> _ESERCIZI_:
(1) Elenca le funzioni proprie che la provincia ha oggi secondo il testo sulla finanza regionale.
(2) Stabilisci se le seguenti affermazioni concordano con il testo sulla finanza regionale, citando per ciascuna le parole decisive.
(a) Ai comuni si può concedere tecnicamente il diritto di sovraimposizione sull'imposta di ricchezza mobile.
(b) Per i comuni l'imposta personale si chiama imposta di famiglia.
(c) La regione potrà accontentarsi dei centesimi tradizionali sulle imposte sui terreni e fabbricati.

> _TESTO DI RIFERIMENTO_:
★ ★ ★ ★ ★ ★ ★
Oggi la provincia ha funzioni sue proprie molto limitate e che si riferiscono ai manicomi, brefotrofi e strade. Queste funzioni danno luogo alle spese obbligatorie e, in relazione a queste spese, ad un sistema tributario. Ma la regione non si potrà contentare di queste funzioni così limitate; dovrà avere funzioni più importanti e più larghe, a cui dovranno corrispondere delle imposte a più larga base. Non sarà possibile accontentarsi dei centesimi tradizionali sulle imposte sui terreni e fabbricati, ma bisognerà dare sotto forma di centesimi addizionali, il diritto di imporre più largamente sulle industrie, sui commerci e sulle professioni. In realtà questa imposta non è altro che una parte della imposta di ricchezza mobile con qualche piccola esclusione per le categorie A, C e D. Siccome è impossibile tecnicamente concedere ai comuni il diritto di sovraimposizione sulla imposta di ricchezza mobile (perché ha un campo di applicazione che va al di là del comune), si è creato il succedaneo della sovrimposta all'imposta di ricchezza mobile, che si chiama imposta sulle industrie, i commerci e le professioni, ma che non è nient'altro che una forma particolare di sovrimposta applicata alle necessità del caso. Forse bisognerà dare qualche cos'altro, ma il nucleo fondamentale della forma che dovrà assumere la finanza regionale sarà quello della sovraimposizione sui redditi che si formano nell'ambito della provincia. Rimane il quesito se alla regione debba essere dato anche un diritto di sovraimposizione sull'imposta personale che da noi oggi si chiama imposta complementare progressiva sul reddito per lo Stato e imposta di famiglia per i comuni. Non si può, a priori, negare alla regione anche il diritto di sovrimporre su questa fonte, nei limiti consentiti dalla sua natura territoriale.
★ ★ ★ ★ ★ ★ ★
> _SEZIONE DATI_:
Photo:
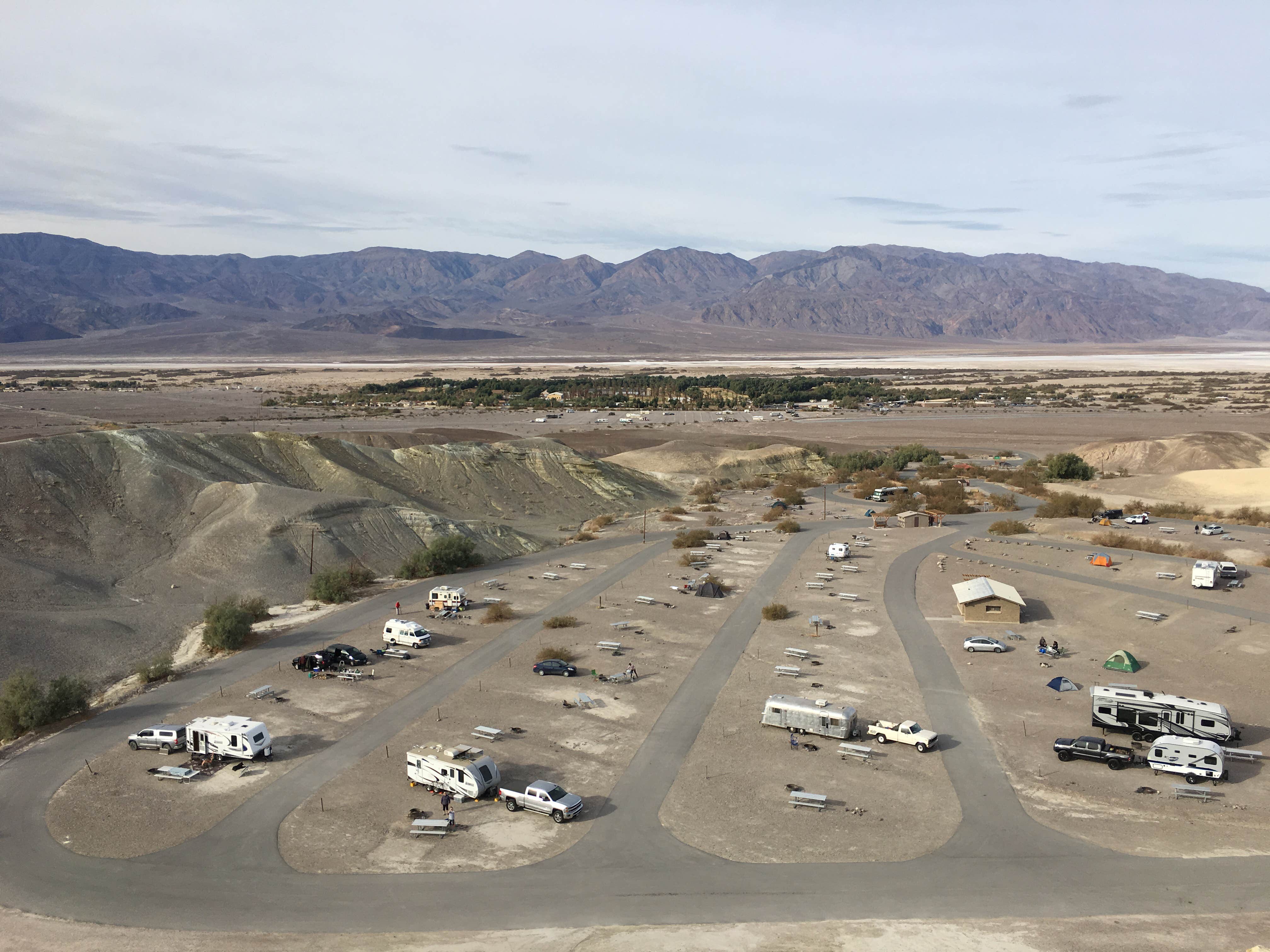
★ ★ ★ ★ ★ ★ ★
> _SOLUZIONI ATTESE_:
(1) Manicomi, brefotrofi, strade.

(2)
(a) No: "è impossibile tecnicamente concedere ai comuni il diritto di sovraimposizione sulla imposta di ricchezza mobile".
(b) Sì: "imposta complementare progressiva sul reddito per lo Stato e imposta di famiglia per i comuni".
(c) No: "Non sarà possibile accontentarsi dei centesimi tradizionali sulle imposte sui terreni e fabbricati".